| JOB |
Take the data below and repeat it exactly.
++++ DATA FOR PROCESSING ++++
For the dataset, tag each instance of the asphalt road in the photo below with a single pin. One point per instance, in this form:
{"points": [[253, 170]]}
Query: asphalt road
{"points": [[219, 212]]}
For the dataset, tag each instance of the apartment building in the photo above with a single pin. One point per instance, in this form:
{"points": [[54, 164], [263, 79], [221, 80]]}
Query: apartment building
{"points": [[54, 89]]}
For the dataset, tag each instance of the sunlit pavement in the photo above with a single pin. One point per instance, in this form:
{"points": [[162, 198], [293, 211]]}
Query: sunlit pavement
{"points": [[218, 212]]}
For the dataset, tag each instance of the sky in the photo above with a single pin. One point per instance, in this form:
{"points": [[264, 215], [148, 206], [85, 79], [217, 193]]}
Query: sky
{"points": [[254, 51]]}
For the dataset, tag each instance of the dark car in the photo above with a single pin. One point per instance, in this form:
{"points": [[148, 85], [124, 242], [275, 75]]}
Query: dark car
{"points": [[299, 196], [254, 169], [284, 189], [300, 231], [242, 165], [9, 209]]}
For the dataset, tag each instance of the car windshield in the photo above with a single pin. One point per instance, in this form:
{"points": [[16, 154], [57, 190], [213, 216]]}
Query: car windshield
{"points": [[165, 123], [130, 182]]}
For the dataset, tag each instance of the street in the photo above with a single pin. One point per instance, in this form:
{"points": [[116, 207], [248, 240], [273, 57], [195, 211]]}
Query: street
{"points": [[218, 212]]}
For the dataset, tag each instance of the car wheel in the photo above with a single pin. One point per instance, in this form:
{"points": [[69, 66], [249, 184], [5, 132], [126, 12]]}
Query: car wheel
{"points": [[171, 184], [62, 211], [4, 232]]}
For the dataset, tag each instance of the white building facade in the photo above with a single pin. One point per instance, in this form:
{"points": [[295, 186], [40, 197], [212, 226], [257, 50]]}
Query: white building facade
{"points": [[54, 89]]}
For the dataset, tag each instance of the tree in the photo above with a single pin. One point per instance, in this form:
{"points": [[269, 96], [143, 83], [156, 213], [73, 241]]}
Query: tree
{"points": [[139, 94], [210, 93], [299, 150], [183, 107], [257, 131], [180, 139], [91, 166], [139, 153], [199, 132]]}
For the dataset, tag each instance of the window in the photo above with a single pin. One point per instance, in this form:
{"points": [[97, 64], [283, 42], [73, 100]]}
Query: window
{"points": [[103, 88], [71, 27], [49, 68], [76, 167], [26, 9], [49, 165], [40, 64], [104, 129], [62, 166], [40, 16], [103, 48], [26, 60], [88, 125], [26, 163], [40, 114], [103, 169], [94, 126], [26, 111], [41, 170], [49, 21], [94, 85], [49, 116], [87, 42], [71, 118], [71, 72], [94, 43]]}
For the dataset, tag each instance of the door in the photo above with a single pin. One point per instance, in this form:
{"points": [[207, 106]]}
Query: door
++++
| TASK OUTPUT |
For the dataset, tag each instance of the asphalt road in the photo below with a single pin. One point per instance, in this form:
{"points": [[253, 170]]}
Query: asphalt road
{"points": [[219, 212]]}
For the dataset, tag each instance of the apartment building in the photo above with a single pin. One point per instance, in this form:
{"points": [[54, 164], [263, 79], [221, 80]]}
Query: apartment building
{"points": [[54, 89]]}
For the dataset, tag each instance of the sunlit pavement in the photo above with a single pin. One point per instance, in this form:
{"points": [[162, 198], [293, 211]]}
Query: sunlit pavement
{"points": [[218, 212]]}
For the dataset, tag each instance of the sky in the photo above with a single pin. One point per instance, in this form:
{"points": [[264, 215], [148, 206], [85, 79], [217, 193]]}
Query: sky
{"points": [[254, 51]]}
For the dataset, tag each instance of the dark car in the photo above with a single pin. One point per instance, in this form:
{"points": [[148, 85], [124, 242], [275, 75]]}
Query: dark car
{"points": [[299, 196], [254, 169], [284, 189], [300, 231], [242, 165], [9, 209]]}
For the dataset, tag each instance of the car windshield in the photo above with a single pin. One point per instance, in this form:
{"points": [[16, 154], [57, 190], [213, 216]]}
Query: car windshield
{"points": [[165, 123], [130, 182]]}
For the dataset, tag each instance of the street in the photo above with a single pin. One point per instance, in this form:
{"points": [[116, 207], [248, 240], [273, 57], [195, 211]]}
Query: street
{"points": [[218, 212]]}
For the dataset, tag each instance of the car wheel in the photo above with a single pin. One point per instance, in this form:
{"points": [[69, 66], [249, 184], [5, 132], [126, 12]]}
Query: car wheel
{"points": [[171, 184], [62, 211], [4, 232]]}
For the dataset, tag each instance of the white building facade in the photo above with a single pin. One point per instance, in this form:
{"points": [[295, 186], [40, 197], [212, 226], [257, 50]]}
Query: white building facade
{"points": [[54, 89]]}
For the dataset, tag each instance of the tree in the photo above with a single pin. One point per instance, in this form:
{"points": [[269, 96], [143, 83], [156, 213], [73, 241]]}
Query: tree
{"points": [[139, 94], [210, 93], [299, 150], [183, 107], [257, 131], [180, 139], [91, 166], [139, 153], [199, 132]]}
For the dataset, tag each instance of the window in the photo above with a single pin. One point per instance, in this form:
{"points": [[97, 64], [283, 42], [73, 100]]}
Query: window
{"points": [[103, 88], [71, 27], [49, 68], [76, 167], [26, 9], [49, 165], [40, 64], [104, 129], [62, 166], [40, 16], [103, 48], [26, 60], [88, 125], [26, 163], [40, 114], [103, 169], [94, 126], [26, 111], [41, 170], [49, 21], [94, 85], [49, 116], [87, 42], [71, 118], [71, 72], [94, 43]]}
For the dataset, tag each instance of the door in the photo above with a single pin. One point per instance, in this form:
{"points": [[207, 106]]}
Query: door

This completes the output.